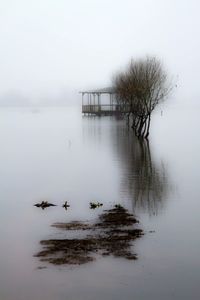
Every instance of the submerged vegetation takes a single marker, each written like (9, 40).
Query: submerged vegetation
(112, 234)
(44, 204)
(139, 89)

=======

▶ **What you need to do**:
Write out all the entries word for word, but drop the pictures.

▶ **Written answer**:
Every instance of the submerged vegetation takes a single marker, each written like (9, 40).
Query: submerged vegetation
(112, 234)
(44, 204)
(139, 89)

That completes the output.